### [Aim]
Answer these questions about the piece on Dick Russell and his fraternity brothers:
1. Which social fraternity did the men pledge at the University of Illinois?
2. According to Russell's joke, what did A3D stand for?
3. Around what year did Boodel set out to find out what Russell was up to?

You tell the story of his friends.
Because this is not really a story about Dick Russell ‘60 LAS and his career as an operative for the Central Intelligence Agency. It is, rather, a story about friendship - in this case, the bond between Russell and his Kappa Sigma fraternity brothers, particularly Don Boodel ‘58, the ringleader, but also Charlie Coane ‘62 MEDIA (“the ad man”), Al Carlson ‘60 (“the tight-fisted Swede”) and others. These friendships might appear deceptively casual - the occasional phone call or a shared meal when work brought one to the other’s territory. But many years later, when Russell was brought low, these are the friends who rallied around him, the friends who are forever changed by his experience.
A ‘character’ on campus
For the most part, the men in this story were typical Midwestern, suburban, teenage boys of the late 1950s. They met on the cusp of adulthood as pledges of the Kappa Sigma social fraternity on the University of Illinois campus.
Although Boodel (pronounced “boo-DEL”) left the University before graduating, he was and still is the glue that joins them (as well as nearly 100 other friends).
“I have this motivation to keep people together,” he says.
As a student, Russell’s thick black hair, perpetually flushed face and Paul Newman-blue eyes were not enough to make him stand out in the crowd. But soon, the fraternity brothers realized Russell was a certifiable “character.”
“Sometimes we’d hear a ‘flip-flop’ in the hall; he’d be in swim fins with a face mask and snorkel, walking to the shower,” says Coane (pronounced “co-AYNE”) of Russell, “a towel around his waist at best. And we thought, ‘Why not?’
“Keep in mind, we were 20 years old.”
A little aloof, a little wacky perhaps, but in retrospect, Russell’s friends also recall his fascination with war. He analyzed battle formations of the Greeks and Romans; he studied the Civil War; he was a World War II buff.
The undercover work of war intrigued him even more.
Well, if Russell liked spies and espionage, what of it? thought his friends. What mattered to them at the time was that he was always game for a party.
“I don’t remember him ever going out with the same girl twice, but he joined right in,” says Boodel.
“We had a running joke with him. After every party we’d ask, ‘How was your date last night?’ And he’d always answer, ‘That’s it for me; I’m in love. I’m gonna get married.’” (Despite the bluster, Russell never appeared to have dated seriously or married.)
After graduation, he joined the Navy,becoming a member of the crew on an A3D Skywarrior nuclear bomber. Over beers, Russell regaled his buddies with these stories (mixed in with lots of profanity). He liked to joke about how A3D stood for “All Three Dead” and how the tail of the plane slapped the waves on the landing approach. Russell laughed in the face of death.
And over the years, after his buddies learned more about his work, they knew it was, really, no joking matter.
“He had his finger on the atomic bomb,” says Coane of Russell.
All in a day’s work
Twenty years after having lost track of one another, Boodel got the itch to find out what Russell was up to. Bear in mind, this was around 1980 - no Internet, no Google - but Boodel ran Russell down like a hound dog.

### [Data excerpt]
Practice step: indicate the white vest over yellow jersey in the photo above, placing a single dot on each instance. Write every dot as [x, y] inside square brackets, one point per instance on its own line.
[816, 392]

### [Written answer]
1. Kappa Sigma
2. "All Three Dead"
3. Around 1980